**Texto da página**.
★ ★ ★
Estamos bem ou mal?
Revista Exame
10/04/2013

O Brasil está bem ou mal?

O paradoxo do Brasil de hoje: o emprego e o consumo nunca foram tão altos, mas o investimento está lento e o crescimento não empolga. Como explicar essa dualidade — e o que fazer para a economia deslanchar

Humberto Maia JúniorPatrick Cruz e Patrícia Ikeda, de 

Fábrica da Mangels, no ABC paulista

Últimos dias: por falta de competitividade, a fábrica da Mangels, no ABC paulista, será fechada

São Paulo - Jano era o deus de duas faces da mitologia romana. Uma face olhava para o passado, e a outra, para o futuro. Quando uma mentia, a outra dizia a verdade — e, assim, um interlocutor jamais obtinha uma resposta assertiva para perguntas como: afinal, estou certo ou errado?

Por séculos, Jano foi uma figura popular na cunhagem de moedas de bronze — que, como ele, têm dois lados. E é até hoje invocado para designar situações ambíguas, em que as dúvidas se sobrepõem às certezas. É exatamente assim o Brasil de hoje.
★ ★ ★
**Dados registrados**.
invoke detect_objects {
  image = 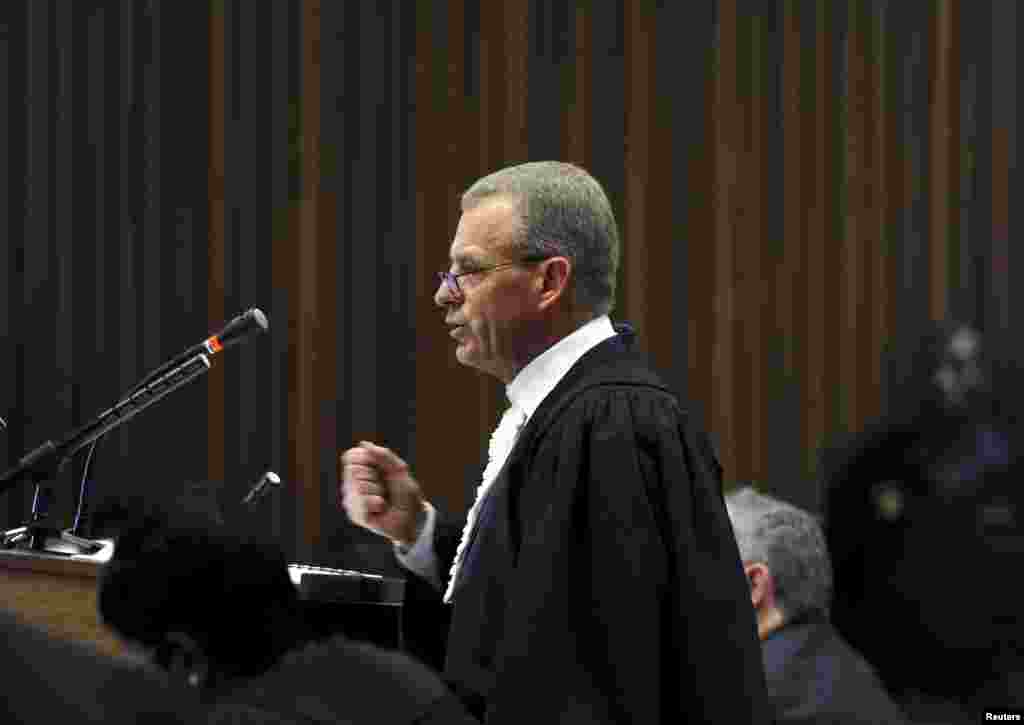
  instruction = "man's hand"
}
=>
[338,440,424,546]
★ ★ ★
Pode reescrever o trecho do texto sobre a economia brasileira que vai de "Por séculos, Jano" até "Brasil de hoje.", inclusive, substituindo "bronze" por "cobre"?

Por séculos, Jano foi uma figura popular na cunhagem de moedas de cobre — que, como ele, têm dois lados. E é até hoje invocado para designar situações ambíguas, em que as dúvidas se sobrepõem às certezas. É exatamente assim o Brasil de hoje.